What to work on. Would it be possible to quote, exactly and in full, the lines from the one with "Place one keypoint per instance of the small" through the end of the entries below?
..........
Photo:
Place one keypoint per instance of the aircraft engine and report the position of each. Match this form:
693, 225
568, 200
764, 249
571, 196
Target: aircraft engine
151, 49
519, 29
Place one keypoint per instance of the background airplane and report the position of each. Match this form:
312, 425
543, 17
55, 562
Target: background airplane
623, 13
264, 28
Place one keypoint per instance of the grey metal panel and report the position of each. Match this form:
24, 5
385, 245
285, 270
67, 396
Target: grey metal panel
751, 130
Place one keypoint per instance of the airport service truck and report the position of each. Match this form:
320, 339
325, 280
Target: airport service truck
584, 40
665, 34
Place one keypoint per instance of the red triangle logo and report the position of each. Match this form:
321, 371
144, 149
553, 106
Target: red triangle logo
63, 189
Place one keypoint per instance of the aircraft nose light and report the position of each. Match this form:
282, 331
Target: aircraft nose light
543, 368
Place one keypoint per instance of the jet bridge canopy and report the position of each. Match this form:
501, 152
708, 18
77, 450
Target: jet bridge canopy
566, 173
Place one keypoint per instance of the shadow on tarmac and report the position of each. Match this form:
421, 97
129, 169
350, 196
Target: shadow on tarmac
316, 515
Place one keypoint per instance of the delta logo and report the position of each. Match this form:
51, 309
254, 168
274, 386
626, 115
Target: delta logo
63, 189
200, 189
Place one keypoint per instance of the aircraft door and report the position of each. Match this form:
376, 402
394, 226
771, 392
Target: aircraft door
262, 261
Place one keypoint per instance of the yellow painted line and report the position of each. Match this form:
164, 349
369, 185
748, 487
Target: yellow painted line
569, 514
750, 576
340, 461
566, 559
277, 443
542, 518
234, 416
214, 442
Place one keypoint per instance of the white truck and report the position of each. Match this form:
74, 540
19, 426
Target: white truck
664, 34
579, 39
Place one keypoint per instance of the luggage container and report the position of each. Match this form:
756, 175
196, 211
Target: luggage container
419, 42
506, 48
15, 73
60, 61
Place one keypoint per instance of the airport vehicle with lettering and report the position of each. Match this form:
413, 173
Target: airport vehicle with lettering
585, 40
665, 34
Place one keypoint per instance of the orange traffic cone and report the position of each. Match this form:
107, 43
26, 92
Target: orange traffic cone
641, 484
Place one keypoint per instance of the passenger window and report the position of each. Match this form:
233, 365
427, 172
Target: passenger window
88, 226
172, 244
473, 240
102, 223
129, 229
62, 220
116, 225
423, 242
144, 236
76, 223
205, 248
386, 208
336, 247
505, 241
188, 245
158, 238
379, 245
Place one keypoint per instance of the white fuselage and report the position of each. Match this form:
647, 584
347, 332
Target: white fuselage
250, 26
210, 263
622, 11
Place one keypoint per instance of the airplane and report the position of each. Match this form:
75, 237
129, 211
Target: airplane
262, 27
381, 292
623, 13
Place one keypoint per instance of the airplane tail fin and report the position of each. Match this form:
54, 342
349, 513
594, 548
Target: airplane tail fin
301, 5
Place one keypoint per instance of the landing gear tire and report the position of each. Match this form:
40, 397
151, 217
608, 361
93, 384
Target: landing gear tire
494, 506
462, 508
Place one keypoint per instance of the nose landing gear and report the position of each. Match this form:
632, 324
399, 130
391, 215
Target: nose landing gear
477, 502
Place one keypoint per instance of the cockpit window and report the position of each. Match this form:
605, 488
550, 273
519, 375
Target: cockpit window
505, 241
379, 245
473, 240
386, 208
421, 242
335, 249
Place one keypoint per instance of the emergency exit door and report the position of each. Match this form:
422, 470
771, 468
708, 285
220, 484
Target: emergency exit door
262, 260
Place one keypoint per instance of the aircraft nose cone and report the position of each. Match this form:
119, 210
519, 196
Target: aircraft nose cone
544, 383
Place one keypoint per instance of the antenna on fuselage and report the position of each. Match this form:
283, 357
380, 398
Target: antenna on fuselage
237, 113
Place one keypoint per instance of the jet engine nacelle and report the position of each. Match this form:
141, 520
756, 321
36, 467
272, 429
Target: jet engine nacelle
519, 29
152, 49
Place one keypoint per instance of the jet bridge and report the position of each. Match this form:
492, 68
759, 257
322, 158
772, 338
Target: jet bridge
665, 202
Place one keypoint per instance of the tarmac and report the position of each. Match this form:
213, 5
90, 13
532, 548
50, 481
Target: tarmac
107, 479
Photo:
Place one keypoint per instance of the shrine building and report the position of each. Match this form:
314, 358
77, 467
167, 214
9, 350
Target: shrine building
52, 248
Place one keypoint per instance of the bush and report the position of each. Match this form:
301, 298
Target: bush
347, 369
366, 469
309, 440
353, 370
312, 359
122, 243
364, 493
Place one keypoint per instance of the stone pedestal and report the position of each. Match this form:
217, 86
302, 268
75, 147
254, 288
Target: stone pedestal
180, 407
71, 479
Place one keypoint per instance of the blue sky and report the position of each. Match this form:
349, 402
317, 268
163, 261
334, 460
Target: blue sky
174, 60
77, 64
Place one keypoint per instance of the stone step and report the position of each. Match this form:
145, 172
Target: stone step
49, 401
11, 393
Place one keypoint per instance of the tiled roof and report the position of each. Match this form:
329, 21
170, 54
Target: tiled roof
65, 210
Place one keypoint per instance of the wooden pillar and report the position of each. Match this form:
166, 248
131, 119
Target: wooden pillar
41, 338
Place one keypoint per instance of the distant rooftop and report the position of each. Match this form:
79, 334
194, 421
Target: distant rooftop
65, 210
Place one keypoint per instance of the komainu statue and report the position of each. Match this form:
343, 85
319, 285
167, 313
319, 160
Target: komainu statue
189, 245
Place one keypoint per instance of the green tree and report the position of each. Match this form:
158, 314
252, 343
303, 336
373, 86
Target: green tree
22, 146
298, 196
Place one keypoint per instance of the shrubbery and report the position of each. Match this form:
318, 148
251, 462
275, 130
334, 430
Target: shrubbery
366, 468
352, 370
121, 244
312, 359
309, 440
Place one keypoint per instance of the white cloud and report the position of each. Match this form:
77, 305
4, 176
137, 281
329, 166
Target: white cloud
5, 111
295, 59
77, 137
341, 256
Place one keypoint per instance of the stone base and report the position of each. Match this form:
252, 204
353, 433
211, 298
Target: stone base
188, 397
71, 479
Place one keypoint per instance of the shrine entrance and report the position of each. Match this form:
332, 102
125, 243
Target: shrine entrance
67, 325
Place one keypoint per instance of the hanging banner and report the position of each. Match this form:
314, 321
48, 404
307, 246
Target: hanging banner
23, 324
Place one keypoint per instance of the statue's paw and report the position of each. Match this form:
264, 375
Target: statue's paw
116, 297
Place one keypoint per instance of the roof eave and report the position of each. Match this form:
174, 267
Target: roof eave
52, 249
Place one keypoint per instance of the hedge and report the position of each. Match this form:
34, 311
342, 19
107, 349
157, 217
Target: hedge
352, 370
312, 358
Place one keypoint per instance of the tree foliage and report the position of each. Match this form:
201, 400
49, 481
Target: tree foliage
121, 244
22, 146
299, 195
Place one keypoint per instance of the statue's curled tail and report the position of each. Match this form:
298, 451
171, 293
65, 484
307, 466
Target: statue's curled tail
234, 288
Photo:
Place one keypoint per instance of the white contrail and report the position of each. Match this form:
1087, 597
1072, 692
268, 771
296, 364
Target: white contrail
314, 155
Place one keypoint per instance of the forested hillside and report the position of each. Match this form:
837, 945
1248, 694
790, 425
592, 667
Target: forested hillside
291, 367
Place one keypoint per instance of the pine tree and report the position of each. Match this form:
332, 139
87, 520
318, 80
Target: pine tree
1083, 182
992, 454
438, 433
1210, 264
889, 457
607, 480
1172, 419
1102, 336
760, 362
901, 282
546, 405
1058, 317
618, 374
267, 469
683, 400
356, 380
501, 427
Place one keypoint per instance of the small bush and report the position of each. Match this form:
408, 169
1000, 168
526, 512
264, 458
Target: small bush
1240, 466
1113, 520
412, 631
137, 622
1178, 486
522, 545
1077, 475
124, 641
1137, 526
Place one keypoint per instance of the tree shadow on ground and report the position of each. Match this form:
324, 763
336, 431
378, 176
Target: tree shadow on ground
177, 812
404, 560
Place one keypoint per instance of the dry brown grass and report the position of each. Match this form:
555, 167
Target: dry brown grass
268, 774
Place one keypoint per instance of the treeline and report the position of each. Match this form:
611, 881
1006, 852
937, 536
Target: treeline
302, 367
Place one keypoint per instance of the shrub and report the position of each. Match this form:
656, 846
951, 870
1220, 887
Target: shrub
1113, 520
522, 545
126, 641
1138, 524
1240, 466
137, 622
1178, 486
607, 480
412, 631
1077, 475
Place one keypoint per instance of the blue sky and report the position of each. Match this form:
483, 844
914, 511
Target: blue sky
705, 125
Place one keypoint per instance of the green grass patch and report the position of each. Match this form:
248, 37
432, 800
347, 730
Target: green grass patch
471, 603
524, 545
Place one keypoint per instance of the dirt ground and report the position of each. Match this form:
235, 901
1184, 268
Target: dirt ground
..........
Exercise output.
Place one keypoint per instance of the small bush and report the position of each. Match this form:
408, 169
1000, 168
526, 512
264, 458
Target: small bush
1240, 466
1113, 520
412, 631
137, 622
1178, 486
522, 545
1077, 475
124, 641
1137, 526
Place one keypoint per instance of the tree shadow on ground and report the position of each. Match this form:
324, 763
336, 431
378, 176
Target: tree shadow on ground
177, 812
404, 560
Place one keypoint per instance of the dry brown grass and report the position of each. Match this form:
555, 167
Target: dry brown grass
268, 774
Place one keypoint per instance of the treeline and report the position of each. Match this form:
611, 881
1006, 852
937, 536
Target: treeline
302, 367
Place one keypoint per instance of the shrub and report the position of each. Match this form:
656, 846
951, 870
1220, 887
Target: shrub
1113, 520
522, 545
126, 641
1138, 524
1240, 466
137, 622
1178, 486
607, 480
412, 631
1077, 475
Place one keypoint per instance of the blue sky and report the position of each. Match this form:
483, 844
914, 511
Target: blue sky
705, 125
Place one keypoint per instance of the green grass patch and report the position of each. Match this form:
248, 37
432, 800
347, 730
Target: green grass patch
471, 603
524, 545
Place one keypoint per instance of the dirt ground and report the position of each. Match this form:
235, 901
1184, 268
Target: dirt ground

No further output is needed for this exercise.